Repeat verbatim every line of the material, beginning at the line that holds "Expected: one point per instance of the man's leg, reported" and ending at its last line.

Records excerpted from a collection:
——

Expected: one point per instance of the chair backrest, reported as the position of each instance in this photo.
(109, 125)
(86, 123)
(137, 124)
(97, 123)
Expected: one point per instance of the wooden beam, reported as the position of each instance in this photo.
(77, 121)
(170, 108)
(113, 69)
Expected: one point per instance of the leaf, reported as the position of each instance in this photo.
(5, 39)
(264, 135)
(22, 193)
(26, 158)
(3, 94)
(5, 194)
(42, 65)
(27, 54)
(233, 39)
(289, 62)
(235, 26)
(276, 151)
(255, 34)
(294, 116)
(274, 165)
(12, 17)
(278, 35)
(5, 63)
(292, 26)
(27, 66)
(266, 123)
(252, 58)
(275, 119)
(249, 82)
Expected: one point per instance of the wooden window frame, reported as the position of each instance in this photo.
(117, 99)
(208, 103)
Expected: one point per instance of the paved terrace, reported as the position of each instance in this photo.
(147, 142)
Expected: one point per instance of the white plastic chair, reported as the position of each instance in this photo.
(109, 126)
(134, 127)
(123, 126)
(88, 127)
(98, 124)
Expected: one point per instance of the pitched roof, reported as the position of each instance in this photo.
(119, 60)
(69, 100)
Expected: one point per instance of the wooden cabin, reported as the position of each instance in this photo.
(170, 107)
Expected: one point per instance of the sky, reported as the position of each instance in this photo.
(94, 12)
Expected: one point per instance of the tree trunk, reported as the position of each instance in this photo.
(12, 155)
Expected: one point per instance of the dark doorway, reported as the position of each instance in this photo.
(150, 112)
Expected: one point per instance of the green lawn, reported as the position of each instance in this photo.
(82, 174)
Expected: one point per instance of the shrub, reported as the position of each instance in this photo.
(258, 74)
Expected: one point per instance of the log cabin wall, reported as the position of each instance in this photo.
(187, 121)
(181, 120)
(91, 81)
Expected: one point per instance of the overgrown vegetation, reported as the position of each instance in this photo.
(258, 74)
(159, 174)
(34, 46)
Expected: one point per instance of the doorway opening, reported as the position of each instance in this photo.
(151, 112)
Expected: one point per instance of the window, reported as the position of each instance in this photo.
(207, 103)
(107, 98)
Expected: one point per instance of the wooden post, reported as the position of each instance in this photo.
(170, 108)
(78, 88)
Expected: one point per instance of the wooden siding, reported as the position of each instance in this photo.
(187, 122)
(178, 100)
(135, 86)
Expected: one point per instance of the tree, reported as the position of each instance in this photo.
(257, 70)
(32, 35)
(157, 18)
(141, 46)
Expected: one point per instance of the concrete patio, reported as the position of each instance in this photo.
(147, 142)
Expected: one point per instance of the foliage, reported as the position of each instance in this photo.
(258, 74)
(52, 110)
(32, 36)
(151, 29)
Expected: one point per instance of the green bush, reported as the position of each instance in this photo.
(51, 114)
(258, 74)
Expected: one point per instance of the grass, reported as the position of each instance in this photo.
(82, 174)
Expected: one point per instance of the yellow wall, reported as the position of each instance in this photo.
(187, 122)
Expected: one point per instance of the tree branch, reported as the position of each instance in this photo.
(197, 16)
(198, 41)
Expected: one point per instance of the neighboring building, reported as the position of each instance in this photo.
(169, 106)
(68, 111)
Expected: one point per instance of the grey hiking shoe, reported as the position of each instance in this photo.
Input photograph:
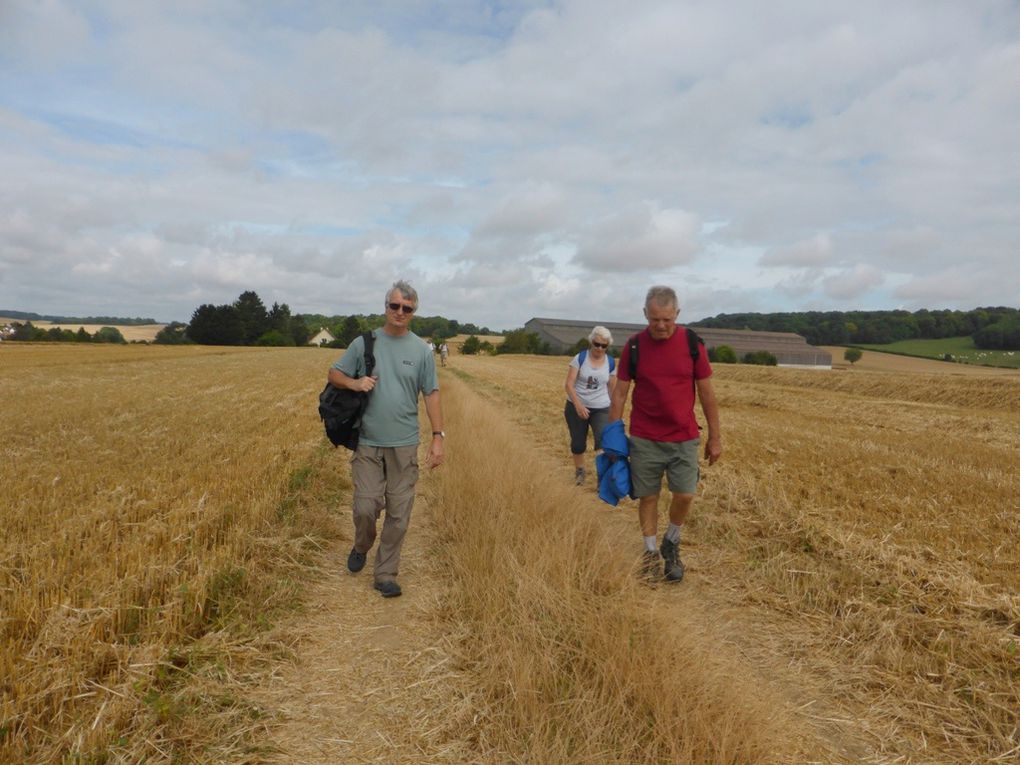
(673, 566)
(388, 588)
(355, 561)
(650, 565)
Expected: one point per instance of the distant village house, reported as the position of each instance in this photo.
(322, 337)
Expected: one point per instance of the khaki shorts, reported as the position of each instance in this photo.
(650, 459)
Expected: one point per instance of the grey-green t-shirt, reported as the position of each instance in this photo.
(405, 367)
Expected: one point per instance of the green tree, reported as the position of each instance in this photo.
(470, 347)
(275, 338)
(108, 335)
(722, 354)
(762, 358)
(349, 330)
(1003, 335)
(216, 325)
(254, 317)
(174, 334)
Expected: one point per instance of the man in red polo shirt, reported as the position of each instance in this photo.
(664, 434)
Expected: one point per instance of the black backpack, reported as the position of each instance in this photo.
(341, 409)
(693, 342)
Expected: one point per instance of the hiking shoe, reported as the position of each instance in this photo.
(355, 561)
(672, 565)
(388, 588)
(650, 565)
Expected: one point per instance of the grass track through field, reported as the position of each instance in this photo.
(862, 529)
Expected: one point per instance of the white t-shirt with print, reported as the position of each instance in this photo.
(593, 381)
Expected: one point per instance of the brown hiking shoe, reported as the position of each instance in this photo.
(650, 565)
(673, 566)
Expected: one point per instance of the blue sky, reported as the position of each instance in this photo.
(510, 159)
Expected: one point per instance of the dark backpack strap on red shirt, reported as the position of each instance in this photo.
(693, 343)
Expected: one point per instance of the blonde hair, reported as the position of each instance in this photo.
(600, 332)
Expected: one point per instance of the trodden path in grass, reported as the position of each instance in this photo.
(370, 677)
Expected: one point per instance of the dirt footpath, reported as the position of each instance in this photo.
(372, 677)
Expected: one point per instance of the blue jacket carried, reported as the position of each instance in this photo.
(612, 466)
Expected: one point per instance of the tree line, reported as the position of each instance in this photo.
(997, 327)
(30, 333)
(30, 316)
(248, 322)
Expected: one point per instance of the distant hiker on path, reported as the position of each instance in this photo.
(591, 378)
(385, 466)
(671, 366)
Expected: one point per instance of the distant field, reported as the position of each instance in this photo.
(962, 349)
(132, 333)
(881, 361)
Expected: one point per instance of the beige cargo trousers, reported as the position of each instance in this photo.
(384, 478)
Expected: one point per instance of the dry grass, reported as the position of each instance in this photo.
(871, 519)
(570, 664)
(853, 564)
(149, 533)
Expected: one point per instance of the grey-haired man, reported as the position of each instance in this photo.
(385, 466)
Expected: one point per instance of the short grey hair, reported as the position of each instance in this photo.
(662, 295)
(600, 332)
(406, 291)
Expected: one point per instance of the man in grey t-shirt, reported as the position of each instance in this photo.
(385, 466)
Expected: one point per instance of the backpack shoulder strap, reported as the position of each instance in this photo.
(693, 342)
(632, 356)
(369, 352)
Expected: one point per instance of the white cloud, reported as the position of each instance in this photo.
(643, 238)
(861, 153)
(814, 252)
(852, 284)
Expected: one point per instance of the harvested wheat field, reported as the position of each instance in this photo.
(131, 333)
(174, 587)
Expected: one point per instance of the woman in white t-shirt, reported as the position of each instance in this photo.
(591, 378)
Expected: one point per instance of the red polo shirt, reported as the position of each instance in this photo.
(663, 404)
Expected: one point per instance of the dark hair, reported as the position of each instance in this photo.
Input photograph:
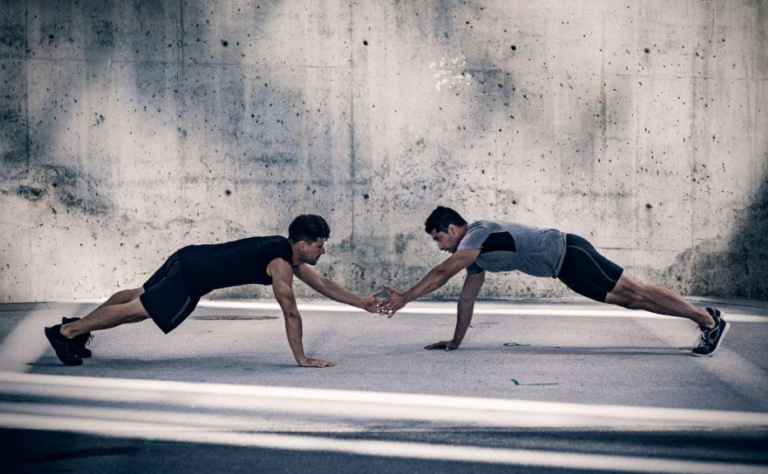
(441, 218)
(308, 228)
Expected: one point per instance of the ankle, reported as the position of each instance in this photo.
(707, 320)
(67, 332)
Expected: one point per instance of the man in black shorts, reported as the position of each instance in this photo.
(504, 246)
(172, 293)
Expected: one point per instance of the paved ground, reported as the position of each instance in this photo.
(536, 387)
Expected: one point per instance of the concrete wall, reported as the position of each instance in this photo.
(132, 128)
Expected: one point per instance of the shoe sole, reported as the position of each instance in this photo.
(82, 352)
(719, 343)
(50, 341)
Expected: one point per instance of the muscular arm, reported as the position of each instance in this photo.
(440, 275)
(282, 280)
(472, 286)
(327, 287)
(469, 292)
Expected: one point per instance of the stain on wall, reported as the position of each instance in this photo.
(130, 129)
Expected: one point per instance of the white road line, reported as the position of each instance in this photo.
(27, 341)
(478, 310)
(425, 308)
(474, 454)
(375, 405)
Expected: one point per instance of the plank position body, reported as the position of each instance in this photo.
(171, 294)
(491, 246)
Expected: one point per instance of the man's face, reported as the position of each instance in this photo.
(310, 253)
(446, 241)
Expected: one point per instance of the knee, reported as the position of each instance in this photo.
(637, 298)
(134, 312)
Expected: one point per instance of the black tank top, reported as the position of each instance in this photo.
(209, 267)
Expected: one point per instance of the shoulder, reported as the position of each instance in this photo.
(278, 246)
(476, 234)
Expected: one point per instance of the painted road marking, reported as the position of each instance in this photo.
(191, 433)
(425, 309)
(518, 310)
(373, 405)
(538, 384)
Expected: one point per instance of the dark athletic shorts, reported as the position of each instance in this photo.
(165, 297)
(587, 272)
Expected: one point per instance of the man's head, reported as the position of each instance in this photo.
(446, 227)
(308, 234)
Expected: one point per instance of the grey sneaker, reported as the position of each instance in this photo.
(711, 339)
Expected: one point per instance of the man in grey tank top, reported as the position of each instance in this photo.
(491, 246)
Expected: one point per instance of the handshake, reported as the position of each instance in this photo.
(385, 306)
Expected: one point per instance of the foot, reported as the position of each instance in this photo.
(81, 340)
(65, 348)
(711, 339)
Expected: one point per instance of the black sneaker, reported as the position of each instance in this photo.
(65, 348)
(81, 340)
(711, 338)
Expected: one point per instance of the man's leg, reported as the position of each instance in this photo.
(632, 294)
(120, 298)
(106, 317)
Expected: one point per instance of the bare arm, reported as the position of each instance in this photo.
(333, 290)
(472, 286)
(282, 280)
(433, 280)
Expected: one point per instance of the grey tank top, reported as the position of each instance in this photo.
(507, 246)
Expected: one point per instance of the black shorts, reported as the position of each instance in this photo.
(165, 297)
(587, 272)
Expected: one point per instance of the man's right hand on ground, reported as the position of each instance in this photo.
(307, 362)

——

**The completed task**
Expected: one point per instance of the man's leg, reported as the position of each instance in this photo.
(632, 294)
(120, 298)
(106, 317)
Expected: one point per instance of the bare arm, reported as the position of each instance in this photo.
(333, 290)
(472, 286)
(282, 280)
(433, 280)
Expected: one point per instance of the grey tank top, reported as the position of each instance in this photo.
(507, 246)
Expected: one point per instance of the black shorts, reported as the position of each instance in this photo.
(165, 297)
(587, 272)
Expected: one point per instance of the man's right hand on ground, reported as the position of each instance in this photo.
(307, 362)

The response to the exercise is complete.